= Beginning of Section =

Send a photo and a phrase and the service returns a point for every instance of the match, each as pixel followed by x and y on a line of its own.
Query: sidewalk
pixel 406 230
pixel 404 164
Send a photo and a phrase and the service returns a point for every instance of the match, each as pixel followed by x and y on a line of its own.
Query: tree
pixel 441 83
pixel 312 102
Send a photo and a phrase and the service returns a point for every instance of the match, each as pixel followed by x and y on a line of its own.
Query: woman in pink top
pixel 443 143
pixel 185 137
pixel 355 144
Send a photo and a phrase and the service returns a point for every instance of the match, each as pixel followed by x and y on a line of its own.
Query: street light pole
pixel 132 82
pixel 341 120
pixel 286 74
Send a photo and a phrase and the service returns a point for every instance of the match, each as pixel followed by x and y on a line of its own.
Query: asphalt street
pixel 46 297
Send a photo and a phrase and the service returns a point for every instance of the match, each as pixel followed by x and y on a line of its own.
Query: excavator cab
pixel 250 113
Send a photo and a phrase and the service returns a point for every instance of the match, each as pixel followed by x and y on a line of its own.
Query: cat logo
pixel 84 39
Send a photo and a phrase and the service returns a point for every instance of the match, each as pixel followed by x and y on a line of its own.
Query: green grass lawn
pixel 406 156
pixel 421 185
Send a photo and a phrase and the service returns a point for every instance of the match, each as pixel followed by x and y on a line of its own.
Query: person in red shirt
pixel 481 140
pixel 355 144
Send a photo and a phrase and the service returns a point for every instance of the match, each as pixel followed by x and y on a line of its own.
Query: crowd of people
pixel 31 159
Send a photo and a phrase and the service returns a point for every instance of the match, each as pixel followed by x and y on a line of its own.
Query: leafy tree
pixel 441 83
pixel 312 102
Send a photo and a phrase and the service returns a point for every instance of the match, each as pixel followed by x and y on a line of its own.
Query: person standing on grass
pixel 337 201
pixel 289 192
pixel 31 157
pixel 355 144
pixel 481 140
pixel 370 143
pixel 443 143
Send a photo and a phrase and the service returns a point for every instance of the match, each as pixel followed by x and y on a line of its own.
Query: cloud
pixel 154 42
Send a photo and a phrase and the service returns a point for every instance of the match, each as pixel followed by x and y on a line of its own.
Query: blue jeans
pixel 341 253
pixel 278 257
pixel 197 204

= End of Section =

Each line above needs to be repeated exactly, with nothing omitted.

Response to the task -
Send a photo and a phrase and the service returns a point for every instance of the match, each as pixel followed by x and y on a line of its own.
Query: sidewalk
pixel 406 230
pixel 404 164
Send a photo and a phrase and the service returns a point for every instance of the match, each as pixel followed by x and y on a line of its own.
Query: tree
pixel 441 83
pixel 312 102
Send a photo and a phrase and the service returns a point for every instance of the match, each as pixel followed by x and y on a line of its own.
Query: woman in pink top
pixel 443 143
pixel 185 137
pixel 355 144
Send a photo and a phrase and the service returns a point for every instance of the match, each as pixel followed by x and y on a line of its own.
Query: street light pole
pixel 132 82
pixel 341 120
pixel 286 74
Send a photo and a phrase and the service returns a point for every instance of the match, each as pixel followed by x and y on a line of its own.
Query: asphalt street
pixel 46 297
Send a photo and a phrase and the service returns a point for every instance of the match, each as pixel followed by x and y on a line of its own.
Query: excavator cab
pixel 250 113
Send a photo and a phrase and the service returns a point for every instance of the match, each as pixel followed by x and y on a line of its own.
Query: cat logo
pixel 84 39
Send a photo and a phrase and the service returns a point for every instance of the match, each as pixel followed by x and y on a line of its own.
Query: green grass lawn
pixel 406 156
pixel 421 185
Send a photo and a phrase and the service returns a point for every instance of the match, each as pixel followed by x and y on a line of its own.
Query: person in red shirt
pixel 481 140
pixel 355 144
Send a photo and a phrase and the service returns a point for every instance of the match, each as pixel followed by x and y on a line of its own.
Query: crowd of people
pixel 31 159
Send a photo and a phrase and the service returns a point for every instance of the match, each as pixel followed by x and y on a line of its own.
Query: leafy tree
pixel 441 83
pixel 312 102
Send a photo and a phrase and the service returns a point for every instance of the match, each as pixel followed by x and y on a line of its own.
Query: person standing on grass
pixel 337 201
pixel 289 192
pixel 31 157
pixel 355 144
pixel 481 140
pixel 370 143
pixel 443 143
Send a photo and a phrase and the service returns a point for every instance of the match, each as pixel followed by x and y on a line of its own.
Query: cloud
pixel 154 42
Send a photo and a phrase and the service returns a point for every instance of the match, each as pixel followed by x and y on a line of its own.
Query: blue jeans
pixel 341 253
pixel 278 257
pixel 197 204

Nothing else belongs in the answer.